▸ **DATA EXTRACT**

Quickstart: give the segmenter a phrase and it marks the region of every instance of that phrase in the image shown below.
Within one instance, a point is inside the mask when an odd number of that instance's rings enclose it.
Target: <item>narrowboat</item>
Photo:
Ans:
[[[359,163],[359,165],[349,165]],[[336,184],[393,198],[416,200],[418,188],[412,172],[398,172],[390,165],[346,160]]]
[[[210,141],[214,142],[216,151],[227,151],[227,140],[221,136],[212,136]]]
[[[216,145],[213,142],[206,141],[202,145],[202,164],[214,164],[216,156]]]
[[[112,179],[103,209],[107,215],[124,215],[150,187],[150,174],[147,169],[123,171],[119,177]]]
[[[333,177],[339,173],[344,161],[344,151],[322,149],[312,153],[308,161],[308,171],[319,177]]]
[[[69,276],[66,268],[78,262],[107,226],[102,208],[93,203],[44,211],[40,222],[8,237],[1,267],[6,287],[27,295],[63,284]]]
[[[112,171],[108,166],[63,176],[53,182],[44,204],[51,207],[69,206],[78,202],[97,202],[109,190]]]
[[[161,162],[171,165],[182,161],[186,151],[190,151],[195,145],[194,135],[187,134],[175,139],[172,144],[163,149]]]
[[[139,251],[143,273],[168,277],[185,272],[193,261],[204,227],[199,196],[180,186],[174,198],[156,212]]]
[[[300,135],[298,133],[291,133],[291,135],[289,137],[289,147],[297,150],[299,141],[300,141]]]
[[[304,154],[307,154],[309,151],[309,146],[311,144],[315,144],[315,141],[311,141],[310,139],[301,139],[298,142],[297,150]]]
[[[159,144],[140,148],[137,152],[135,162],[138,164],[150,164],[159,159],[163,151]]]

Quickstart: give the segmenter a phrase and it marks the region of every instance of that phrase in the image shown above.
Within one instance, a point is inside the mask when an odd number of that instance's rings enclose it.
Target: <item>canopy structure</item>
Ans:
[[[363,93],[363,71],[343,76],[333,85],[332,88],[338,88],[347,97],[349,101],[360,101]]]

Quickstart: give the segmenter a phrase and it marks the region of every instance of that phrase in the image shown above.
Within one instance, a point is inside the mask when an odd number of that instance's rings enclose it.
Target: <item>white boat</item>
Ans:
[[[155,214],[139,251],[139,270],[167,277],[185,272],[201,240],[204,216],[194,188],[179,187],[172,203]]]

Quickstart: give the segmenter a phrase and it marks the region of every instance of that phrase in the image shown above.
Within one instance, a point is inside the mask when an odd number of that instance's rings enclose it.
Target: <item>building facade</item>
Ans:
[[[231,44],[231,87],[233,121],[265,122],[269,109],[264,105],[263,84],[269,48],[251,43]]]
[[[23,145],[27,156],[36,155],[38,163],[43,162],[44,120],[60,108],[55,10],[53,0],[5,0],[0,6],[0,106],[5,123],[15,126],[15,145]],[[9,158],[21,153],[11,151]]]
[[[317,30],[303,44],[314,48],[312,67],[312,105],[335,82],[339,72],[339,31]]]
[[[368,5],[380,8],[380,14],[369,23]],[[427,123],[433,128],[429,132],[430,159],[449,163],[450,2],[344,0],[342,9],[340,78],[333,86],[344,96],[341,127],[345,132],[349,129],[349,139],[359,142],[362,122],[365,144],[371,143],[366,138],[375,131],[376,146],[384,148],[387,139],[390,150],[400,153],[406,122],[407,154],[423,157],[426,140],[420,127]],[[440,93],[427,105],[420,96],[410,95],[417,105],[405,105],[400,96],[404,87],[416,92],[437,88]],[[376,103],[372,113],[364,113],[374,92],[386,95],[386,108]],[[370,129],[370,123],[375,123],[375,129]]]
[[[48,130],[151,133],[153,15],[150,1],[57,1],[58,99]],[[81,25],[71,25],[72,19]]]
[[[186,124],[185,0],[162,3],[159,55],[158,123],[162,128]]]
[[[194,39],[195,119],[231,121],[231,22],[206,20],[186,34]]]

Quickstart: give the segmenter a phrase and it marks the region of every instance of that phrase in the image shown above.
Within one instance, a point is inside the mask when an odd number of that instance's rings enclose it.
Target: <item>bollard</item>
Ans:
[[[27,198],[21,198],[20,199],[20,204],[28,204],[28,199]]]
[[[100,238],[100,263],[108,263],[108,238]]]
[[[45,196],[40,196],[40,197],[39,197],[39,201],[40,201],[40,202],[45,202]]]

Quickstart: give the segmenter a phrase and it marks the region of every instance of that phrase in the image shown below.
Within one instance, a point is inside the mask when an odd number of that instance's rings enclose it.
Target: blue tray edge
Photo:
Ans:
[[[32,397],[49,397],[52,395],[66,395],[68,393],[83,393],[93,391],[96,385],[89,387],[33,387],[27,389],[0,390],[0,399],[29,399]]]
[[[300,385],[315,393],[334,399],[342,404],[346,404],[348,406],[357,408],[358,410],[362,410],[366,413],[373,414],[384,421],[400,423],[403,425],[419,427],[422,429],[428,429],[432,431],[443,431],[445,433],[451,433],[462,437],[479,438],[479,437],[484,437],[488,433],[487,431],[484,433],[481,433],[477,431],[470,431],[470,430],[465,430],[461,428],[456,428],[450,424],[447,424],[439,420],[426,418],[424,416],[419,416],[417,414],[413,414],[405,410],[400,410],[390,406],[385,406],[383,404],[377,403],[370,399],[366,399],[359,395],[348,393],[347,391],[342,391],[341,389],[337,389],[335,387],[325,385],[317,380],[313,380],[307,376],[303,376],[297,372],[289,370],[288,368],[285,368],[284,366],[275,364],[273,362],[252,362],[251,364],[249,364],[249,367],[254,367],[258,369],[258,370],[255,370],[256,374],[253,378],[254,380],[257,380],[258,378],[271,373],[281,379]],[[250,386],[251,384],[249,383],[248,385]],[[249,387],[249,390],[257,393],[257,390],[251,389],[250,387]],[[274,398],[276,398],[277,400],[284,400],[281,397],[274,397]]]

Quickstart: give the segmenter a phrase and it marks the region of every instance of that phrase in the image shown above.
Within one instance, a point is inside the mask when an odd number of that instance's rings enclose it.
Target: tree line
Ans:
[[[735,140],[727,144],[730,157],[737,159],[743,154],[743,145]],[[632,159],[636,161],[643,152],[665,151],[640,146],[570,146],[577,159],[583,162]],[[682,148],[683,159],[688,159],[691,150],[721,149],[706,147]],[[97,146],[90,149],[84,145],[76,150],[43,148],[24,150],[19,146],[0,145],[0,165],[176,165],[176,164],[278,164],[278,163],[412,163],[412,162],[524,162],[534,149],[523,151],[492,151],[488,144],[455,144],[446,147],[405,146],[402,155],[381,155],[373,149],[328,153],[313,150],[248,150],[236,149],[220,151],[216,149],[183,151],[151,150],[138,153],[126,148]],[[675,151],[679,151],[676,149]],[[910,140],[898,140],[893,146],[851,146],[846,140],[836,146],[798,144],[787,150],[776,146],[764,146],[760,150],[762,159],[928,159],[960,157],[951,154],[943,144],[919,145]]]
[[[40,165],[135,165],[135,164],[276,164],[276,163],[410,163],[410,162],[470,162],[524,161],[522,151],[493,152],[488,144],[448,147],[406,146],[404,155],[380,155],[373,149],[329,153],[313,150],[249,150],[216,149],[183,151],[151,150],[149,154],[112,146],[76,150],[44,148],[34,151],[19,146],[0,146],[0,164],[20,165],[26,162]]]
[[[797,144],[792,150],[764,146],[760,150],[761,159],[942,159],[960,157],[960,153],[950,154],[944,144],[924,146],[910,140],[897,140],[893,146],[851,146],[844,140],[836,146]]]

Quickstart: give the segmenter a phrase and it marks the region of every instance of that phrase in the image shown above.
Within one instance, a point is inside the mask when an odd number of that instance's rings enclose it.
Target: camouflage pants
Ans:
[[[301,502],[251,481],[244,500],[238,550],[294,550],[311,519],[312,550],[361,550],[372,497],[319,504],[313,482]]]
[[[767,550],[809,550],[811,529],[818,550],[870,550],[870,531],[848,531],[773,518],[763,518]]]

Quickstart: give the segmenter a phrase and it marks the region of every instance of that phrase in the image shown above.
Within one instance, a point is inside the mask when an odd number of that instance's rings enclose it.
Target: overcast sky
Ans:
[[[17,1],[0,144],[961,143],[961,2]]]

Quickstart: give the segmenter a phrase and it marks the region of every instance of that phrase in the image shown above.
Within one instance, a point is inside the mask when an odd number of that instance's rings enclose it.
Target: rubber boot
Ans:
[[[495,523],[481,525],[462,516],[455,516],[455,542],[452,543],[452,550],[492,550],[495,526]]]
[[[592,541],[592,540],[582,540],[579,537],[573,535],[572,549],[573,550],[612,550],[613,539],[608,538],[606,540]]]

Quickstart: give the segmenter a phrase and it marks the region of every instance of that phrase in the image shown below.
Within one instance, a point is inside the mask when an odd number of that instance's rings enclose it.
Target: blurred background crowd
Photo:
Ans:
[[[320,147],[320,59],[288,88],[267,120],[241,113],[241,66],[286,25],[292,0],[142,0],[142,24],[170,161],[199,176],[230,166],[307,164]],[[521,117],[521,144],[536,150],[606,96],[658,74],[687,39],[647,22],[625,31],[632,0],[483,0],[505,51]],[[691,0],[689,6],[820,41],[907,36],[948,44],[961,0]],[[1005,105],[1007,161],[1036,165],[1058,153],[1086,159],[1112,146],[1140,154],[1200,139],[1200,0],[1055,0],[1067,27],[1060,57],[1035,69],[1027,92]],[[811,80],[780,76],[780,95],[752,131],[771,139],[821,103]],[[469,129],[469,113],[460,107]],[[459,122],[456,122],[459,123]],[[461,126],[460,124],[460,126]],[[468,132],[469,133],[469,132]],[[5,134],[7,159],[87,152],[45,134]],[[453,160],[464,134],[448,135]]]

▸ **TASK REQUIREMENTS**
Select and copy every line from the records that includes the word "Target".

▸ **ANSWER SPACE**
Target: <item>narrowboat</item>
Target: <item>canopy structure</item>
Target: <item>white boat</item>
Target: <item>building facade</item>
Target: <item>bollard</item>
Target: blue tray edge
Target: tree line
Target: camouflage pants
Target: overcast sky
Target: rubber boot
Target: blurred background crowd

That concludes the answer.